Task list:
- 1) Reproduce the stretch of the CloudZero Agent monitoring page from "Note: This document" through "of the agent.", word for word.
- 2) Answer these questions from the CloudZero Agent monitoring page.
(a) Which resource operations does the webhook intercept?
(b) What kind of admission controller does the webhook operate as?
(c) What span of time do the API server metrics cover?

Document text:
Skip to content

Monitoring the CloudZero Agent

Evan Nemerson edited this page Nov 26, 2025 · 3 revisions

Note: This document is under construction. We are actively working on ways to improve observability within the CloudZero Agent. This document currently focuses on monitoring the webhook server using Kubernetes API server metrics; we will be expanding this document in the future with additional methods for monitoring other components of the agent.

Monitoring Webhook Performance in CloudZero Agent

This document explains how to monitor the CloudZero Agent webhook's performance impact on your Kubernetes cluster using Kubernetes API server metrics.

Why Monitor Webhook Performance?

The CloudZero Agent webhook operates as a Kubernetes validating admission controller that intercepts resource operations (CREATE, UPDATE, DELETE) before they're persisted to etcd. While the webhook is designed to be fast and non-blocking, it's important to monitor its performance impact to ensure it doesn't introduce significant latency into your cluster operations.

Key concerns include:

  • API request latency: How much time does the webhook add to resource operations?
  • Network overhead: Time spent on TLS handshakes, network transit, and proxy components
  • Service mesh impact: Additional latency introduced by service meshes (e.g., Istio, Linkerd)
  • Operational visibility: Understanding the webhook's behavior during high-load scenarios

Why API Server Metrics?

Monitoring webhook performance from the webhook server itself only captures part of the picture. The webhook server can measure how long it takes to process a request once received, but it cannot measure:

  • TLS handshake time
  • Network transit time (both directions)
  • Service mesh overhead (Istio, Linkerd, etc.)
  • API server queuing time
  • Connection setup overhead

The API server metrics provide the complete end-to-end latency from when the API server initiates the webhook call to when it receives the response. This is the metric that matters for understanding the webhook's impact on cluster operations.

Information shown:
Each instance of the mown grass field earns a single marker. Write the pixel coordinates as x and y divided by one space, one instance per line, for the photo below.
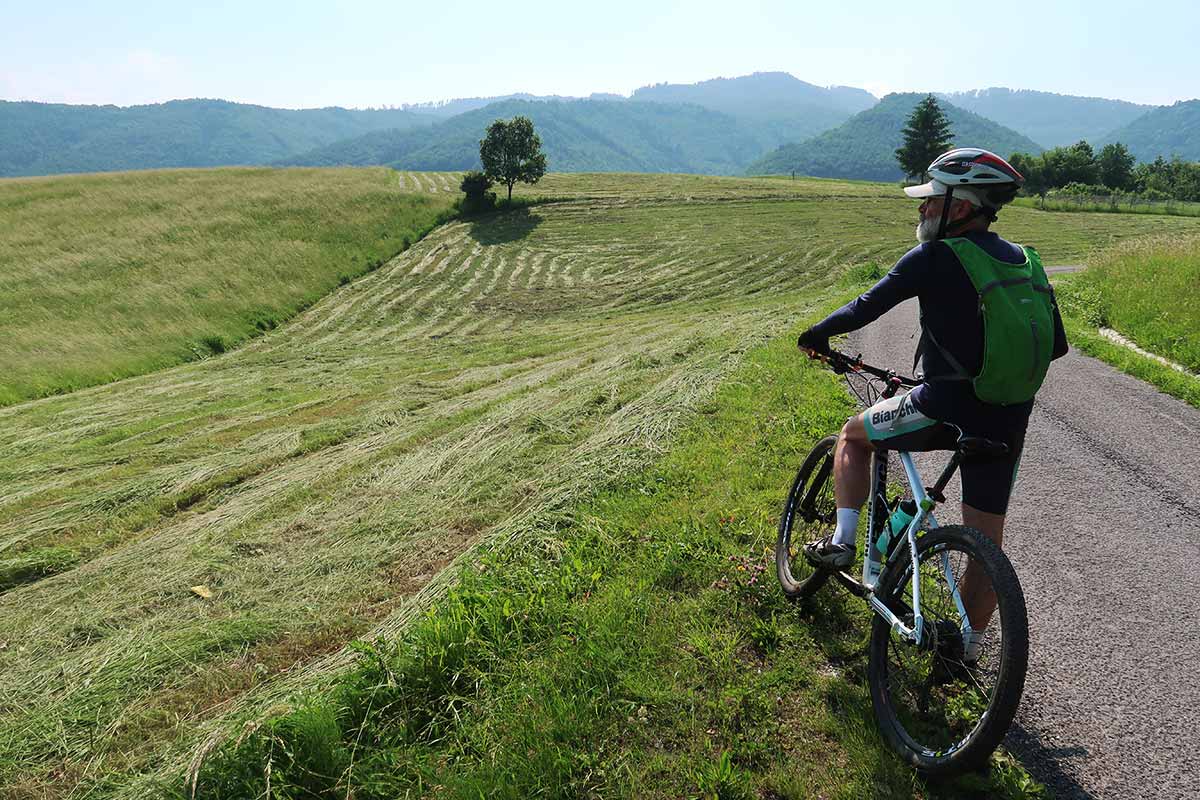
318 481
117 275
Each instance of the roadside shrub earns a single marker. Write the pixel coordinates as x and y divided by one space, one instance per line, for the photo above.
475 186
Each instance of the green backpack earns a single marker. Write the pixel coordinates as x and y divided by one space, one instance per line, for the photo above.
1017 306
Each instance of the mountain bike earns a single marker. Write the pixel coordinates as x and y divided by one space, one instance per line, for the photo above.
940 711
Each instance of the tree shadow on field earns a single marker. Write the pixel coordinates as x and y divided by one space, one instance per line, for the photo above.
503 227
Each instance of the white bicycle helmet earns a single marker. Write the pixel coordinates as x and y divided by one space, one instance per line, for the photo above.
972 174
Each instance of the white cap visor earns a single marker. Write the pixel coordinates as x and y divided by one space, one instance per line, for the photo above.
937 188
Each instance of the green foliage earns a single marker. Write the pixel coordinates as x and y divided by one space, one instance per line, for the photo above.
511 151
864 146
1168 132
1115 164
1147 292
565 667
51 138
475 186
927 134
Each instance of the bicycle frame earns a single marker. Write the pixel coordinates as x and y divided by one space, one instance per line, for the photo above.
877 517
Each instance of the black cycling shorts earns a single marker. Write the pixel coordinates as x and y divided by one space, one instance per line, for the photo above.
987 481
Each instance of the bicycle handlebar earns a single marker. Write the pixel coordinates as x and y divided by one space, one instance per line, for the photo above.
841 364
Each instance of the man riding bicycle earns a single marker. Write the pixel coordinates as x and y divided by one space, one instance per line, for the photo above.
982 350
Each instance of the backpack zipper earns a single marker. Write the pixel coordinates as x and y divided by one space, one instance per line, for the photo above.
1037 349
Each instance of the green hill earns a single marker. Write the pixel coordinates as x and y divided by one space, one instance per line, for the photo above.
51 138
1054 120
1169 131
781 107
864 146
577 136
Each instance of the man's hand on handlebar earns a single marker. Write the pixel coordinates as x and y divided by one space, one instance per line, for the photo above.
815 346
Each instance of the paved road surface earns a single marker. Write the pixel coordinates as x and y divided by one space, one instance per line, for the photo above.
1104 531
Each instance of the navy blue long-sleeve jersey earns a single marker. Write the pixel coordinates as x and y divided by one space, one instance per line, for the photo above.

Answers to the exercise:
- 1)
Note: This document is under construction. We are actively working on ways to improve observability within the CloudZero Agent. This document currently focuses on monitoring the webhook server using Kubernetes API server metrics; we will be expanding this document in the future with additional methods for monitoring other components of the agent.

- 2)
(a) CREATE, UPDATE, and DELETE.
(b) A Kubernetes validating admission controller.
(c) The complete end-to-end latency, from when the API server initiates the webhook call to when it receives the response.